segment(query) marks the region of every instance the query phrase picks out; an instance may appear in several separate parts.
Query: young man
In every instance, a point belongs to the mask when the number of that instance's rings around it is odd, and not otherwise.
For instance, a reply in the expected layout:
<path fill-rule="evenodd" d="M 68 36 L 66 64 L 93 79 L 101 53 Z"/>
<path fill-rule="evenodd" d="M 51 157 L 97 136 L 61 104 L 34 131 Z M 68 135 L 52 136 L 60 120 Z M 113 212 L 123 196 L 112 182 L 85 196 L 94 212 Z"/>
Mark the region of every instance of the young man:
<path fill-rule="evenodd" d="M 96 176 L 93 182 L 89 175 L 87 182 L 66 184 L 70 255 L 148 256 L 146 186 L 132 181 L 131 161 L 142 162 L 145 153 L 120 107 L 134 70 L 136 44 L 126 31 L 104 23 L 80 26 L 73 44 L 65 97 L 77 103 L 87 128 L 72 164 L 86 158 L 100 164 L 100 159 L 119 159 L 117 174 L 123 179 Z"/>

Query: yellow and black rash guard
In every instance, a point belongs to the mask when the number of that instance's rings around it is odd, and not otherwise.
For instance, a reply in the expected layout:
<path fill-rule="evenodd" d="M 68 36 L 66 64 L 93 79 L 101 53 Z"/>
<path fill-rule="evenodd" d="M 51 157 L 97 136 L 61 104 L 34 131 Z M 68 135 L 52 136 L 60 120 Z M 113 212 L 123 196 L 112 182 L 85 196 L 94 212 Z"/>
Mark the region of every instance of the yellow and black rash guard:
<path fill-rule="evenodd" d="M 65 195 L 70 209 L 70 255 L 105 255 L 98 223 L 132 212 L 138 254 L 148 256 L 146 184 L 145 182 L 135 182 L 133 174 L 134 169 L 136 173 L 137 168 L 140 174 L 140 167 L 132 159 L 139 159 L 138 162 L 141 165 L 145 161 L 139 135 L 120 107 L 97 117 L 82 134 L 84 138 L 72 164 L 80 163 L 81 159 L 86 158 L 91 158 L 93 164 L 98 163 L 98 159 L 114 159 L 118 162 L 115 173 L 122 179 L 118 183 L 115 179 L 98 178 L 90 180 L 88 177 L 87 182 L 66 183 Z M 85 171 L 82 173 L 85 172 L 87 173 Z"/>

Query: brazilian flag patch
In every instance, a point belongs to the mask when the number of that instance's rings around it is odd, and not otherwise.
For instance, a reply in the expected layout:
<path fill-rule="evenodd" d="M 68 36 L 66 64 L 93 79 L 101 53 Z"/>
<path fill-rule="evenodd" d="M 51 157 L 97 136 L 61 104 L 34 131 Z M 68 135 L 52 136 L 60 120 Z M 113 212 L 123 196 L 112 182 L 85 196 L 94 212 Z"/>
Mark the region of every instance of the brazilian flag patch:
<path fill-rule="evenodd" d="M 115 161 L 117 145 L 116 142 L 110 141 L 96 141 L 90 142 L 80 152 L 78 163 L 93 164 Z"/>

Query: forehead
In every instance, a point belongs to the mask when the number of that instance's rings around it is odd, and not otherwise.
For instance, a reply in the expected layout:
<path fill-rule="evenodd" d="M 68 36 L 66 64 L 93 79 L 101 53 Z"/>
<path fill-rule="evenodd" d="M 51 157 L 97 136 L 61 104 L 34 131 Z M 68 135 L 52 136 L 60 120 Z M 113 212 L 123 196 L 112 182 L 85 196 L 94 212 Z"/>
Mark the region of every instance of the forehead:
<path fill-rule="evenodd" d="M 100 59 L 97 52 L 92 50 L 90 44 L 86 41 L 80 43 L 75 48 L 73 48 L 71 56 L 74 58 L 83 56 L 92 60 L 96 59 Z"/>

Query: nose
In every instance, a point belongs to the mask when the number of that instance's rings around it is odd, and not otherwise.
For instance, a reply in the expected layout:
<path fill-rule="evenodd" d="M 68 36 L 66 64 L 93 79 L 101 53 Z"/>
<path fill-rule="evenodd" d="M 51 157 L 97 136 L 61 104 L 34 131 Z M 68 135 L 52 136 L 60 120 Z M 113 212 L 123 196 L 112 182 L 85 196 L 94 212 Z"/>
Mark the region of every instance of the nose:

□ □ □ □ □ □ □

◆ What you are asked to do
Write out every line of the data above as a numbered list, skipping any blank lines.

◆ Full output
1. segment(query) marks the region of every instance the query phrase picks out; an instance may appear in several separate parts.
2. Query: young man
3. In every instance, a point belongs to the mask when the number of that instance's rings around it is odd, and not otherwise.
4. For instance, a reply in the expected layout:
5. <path fill-rule="evenodd" d="M 68 36 L 66 64 L 93 79 L 101 53 Z"/>
6. <path fill-rule="evenodd" d="M 51 157 L 97 136 L 61 104 L 34 131 Z M 68 135 L 52 136 L 60 120 Z M 113 212 L 123 196 L 112 182 L 85 196 L 94 212 Z"/>
7. Mark the region of every instance of the young man:
8. <path fill-rule="evenodd" d="M 96 176 L 93 182 L 89 175 L 87 182 L 66 184 L 70 255 L 148 256 L 146 186 L 132 181 L 131 161 L 142 162 L 145 153 L 120 107 L 134 70 L 136 44 L 126 31 L 104 23 L 80 26 L 73 44 L 65 97 L 77 103 L 87 128 L 72 164 L 86 158 L 100 164 L 100 159 L 119 159 L 117 174 L 123 179 Z"/>
9. Query: yellow and black rash guard
10. In every instance, a point belongs to the mask when the number of that instance's rings around it is odd, and not otherwise.
11. For instance, a reply in the expected layout:
12. <path fill-rule="evenodd" d="M 68 36 L 66 64 L 93 79 L 101 53 Z"/>
13. <path fill-rule="evenodd" d="M 51 157 L 97 136 L 61 104 L 34 131 Z M 68 135 L 52 136 L 60 120 Z M 113 212 L 123 196 L 112 182 L 85 196 L 94 212 Z"/>
14. Mark the region of every instance of the yellow and black rash guard:
15. <path fill-rule="evenodd" d="M 65 195 L 70 209 L 70 255 L 105 255 L 98 223 L 132 212 L 138 254 L 148 256 L 146 184 L 145 182 L 135 182 L 133 174 L 134 169 L 136 173 L 137 168 L 140 174 L 140 167 L 132 159 L 139 159 L 138 162 L 141 165 L 145 161 L 139 135 L 120 107 L 97 117 L 82 134 L 84 138 L 72 164 L 80 163 L 81 159 L 86 158 L 91 158 L 93 164 L 98 163 L 98 159 L 114 159 L 118 162 L 115 173 L 122 179 L 118 183 L 115 179 L 98 178 L 90 180 L 88 177 L 87 182 L 66 183 Z M 85 171 L 82 173 L 85 172 L 87 173 Z"/>
16. Query: brazilian flag patch
17. In every instance, a point belongs to the mask when the number of that instance's rings around it is odd, and not otherwise.
18. For instance, a reply in the expected layout:
19. <path fill-rule="evenodd" d="M 68 36 L 66 64 L 93 79 L 101 53 Z"/>
20. <path fill-rule="evenodd" d="M 51 157 L 97 136 L 61 104 L 34 131 Z M 68 135 L 52 136 L 60 120 Z M 113 212 L 123 196 L 112 182 L 85 196 L 94 212 Z"/>
21. Mark the region of every instance of the brazilian flag patch:
22. <path fill-rule="evenodd" d="M 115 161 L 117 145 L 116 142 L 110 141 L 96 141 L 90 142 L 80 152 L 78 163 L 93 164 Z"/>
23. Query: forehead
24. In every instance, a point belongs to the mask when the number of that instance's rings around it is odd, and not otherwise.
25. For instance, a reply in the expected layout:
26. <path fill-rule="evenodd" d="M 68 36 L 66 64 L 93 79 L 101 53 Z"/>
27. <path fill-rule="evenodd" d="M 51 157 L 97 136 L 61 104 L 34 131 Z M 68 135 L 52 136 L 60 120 Z M 113 212 L 123 196 L 112 182 L 85 196 L 94 212 Z"/>
28. Mark the region of every instance of the forehead:
29. <path fill-rule="evenodd" d="M 100 59 L 97 52 L 92 50 L 90 44 L 86 41 L 80 43 L 75 48 L 73 48 L 71 56 L 74 58 L 83 56 L 92 60 L 96 59 Z"/>
30. Query: nose
31. In every instance, a point belongs to the mask when the number of that instance's rings around it is odd, and not otherwise.
32. For instance, a reply in the expected layout:
33. <path fill-rule="evenodd" d="M 68 36 L 66 64 L 93 79 L 101 53 Z"/>
34. <path fill-rule="evenodd" d="M 51 157 L 97 136 L 61 104 L 34 131 Z M 68 135 L 52 136 L 60 120 Z M 113 212 L 123 196 L 112 182 L 85 196 L 94 212 Z"/>
35. Mark the region of every instance of the nose:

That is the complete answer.